Task instructions:
Please reproduce the part of the pandas excerpt between "The dataset you" and "DataFrame as tb.", inclusive.

Extract:
Let's say your data collection method accidentally duplicated your dataset. Such a dataset, in which each row is duplicated, has been pre-loaded as airquality_dup. In addition, the airquality_melt DataFrame from the previous exercise has been pre-loaded. Explore their shapes in the IPython Shell by accessing their .shape attributes to confirm the duplicate rows present in airquality_dup.

You'll see that by using .pivot_table() and the aggfunc parameter, you can not only reshape your data, but also remove duplicates. Finally, you can then flatten the columns of the pivoted DataFrame using .reset_index().

NumPy and pandas have been imported as np and pd respectively.

In [None]:
airquality_dup = pd.read_csv('data/airquality_dup.csv')
airquality_dup.head()

In [None]:
# Pivot airquality_dup: airquality_pivot
airquality_pivot = airquality_dup.pivot_table(index=['Month', 'Day'], columns='measurement', values='reading', aggfunc=np.mean)
airquality_pivot = airquality_pivot.reset_index()
print(airquality_pivot.head())

In [None]:
print(df1.head())

### Beyond melt and pivot
### Splitting a column with .str

The dataset you saw in the video, consisting of case counts of tuberculosis by country, year, gender, and age group, has been pre-loaded into a DataFrame as tb.

In this exercise, you're going to tidy the 'm014' column, which represents males aged 0-14 years of age. In order to parse this value, you need to extract the first letter into a new column for gender, and the rest into a column for age_group. Here, since you can parse values by position, you can take advantage of pandas' vectorized string slicing by using the str attribute of columns of type object.

Referring expression data
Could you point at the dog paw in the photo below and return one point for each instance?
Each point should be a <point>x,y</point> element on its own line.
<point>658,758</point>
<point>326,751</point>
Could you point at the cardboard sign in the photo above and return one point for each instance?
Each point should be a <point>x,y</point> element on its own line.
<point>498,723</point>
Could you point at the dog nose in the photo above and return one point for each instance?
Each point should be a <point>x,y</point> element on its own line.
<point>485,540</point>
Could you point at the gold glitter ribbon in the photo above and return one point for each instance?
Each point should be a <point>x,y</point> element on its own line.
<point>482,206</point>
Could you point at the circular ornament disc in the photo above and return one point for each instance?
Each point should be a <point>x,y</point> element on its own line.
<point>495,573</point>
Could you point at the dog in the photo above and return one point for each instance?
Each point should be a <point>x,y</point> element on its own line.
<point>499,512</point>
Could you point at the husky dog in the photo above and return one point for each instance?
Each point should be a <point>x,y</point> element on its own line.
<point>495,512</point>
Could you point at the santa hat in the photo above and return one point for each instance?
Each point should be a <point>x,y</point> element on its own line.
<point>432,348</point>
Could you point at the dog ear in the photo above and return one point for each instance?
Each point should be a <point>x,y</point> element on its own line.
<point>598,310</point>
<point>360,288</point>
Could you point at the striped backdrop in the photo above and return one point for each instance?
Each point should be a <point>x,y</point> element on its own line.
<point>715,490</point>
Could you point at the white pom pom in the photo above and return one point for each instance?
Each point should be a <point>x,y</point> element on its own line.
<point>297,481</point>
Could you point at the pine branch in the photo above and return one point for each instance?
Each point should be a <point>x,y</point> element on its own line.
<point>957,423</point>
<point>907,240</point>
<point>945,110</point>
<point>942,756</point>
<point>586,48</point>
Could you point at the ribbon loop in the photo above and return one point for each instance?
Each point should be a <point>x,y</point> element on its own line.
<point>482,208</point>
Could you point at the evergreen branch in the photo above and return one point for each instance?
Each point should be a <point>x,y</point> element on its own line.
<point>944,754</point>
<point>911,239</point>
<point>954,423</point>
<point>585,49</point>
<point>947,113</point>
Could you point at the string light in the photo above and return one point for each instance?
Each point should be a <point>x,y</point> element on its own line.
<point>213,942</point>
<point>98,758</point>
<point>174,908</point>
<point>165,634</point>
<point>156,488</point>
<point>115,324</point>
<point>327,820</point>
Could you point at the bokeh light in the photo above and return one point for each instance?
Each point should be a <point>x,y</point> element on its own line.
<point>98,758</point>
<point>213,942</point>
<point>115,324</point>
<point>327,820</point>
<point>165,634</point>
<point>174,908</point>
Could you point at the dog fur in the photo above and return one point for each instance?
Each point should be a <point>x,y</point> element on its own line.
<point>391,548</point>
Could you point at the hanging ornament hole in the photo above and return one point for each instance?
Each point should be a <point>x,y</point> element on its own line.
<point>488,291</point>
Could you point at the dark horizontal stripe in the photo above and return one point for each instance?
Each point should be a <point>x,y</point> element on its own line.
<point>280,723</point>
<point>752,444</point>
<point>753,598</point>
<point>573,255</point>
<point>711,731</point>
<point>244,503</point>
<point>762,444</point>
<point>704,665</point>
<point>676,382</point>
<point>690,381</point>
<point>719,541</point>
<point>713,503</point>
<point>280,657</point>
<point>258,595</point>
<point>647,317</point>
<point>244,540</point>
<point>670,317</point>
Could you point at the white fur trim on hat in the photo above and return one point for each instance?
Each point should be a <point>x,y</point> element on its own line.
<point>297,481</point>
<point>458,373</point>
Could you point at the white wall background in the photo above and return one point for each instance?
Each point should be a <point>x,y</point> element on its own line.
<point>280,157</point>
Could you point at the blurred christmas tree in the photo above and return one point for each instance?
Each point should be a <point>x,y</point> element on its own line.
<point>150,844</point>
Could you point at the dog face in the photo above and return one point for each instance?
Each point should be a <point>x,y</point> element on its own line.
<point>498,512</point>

Response to the task:
The dataset you saw in the video, consisting of case counts of tuberculosis by country, year, gender, and age group, has been pre-loaded into a DataFrame as tb.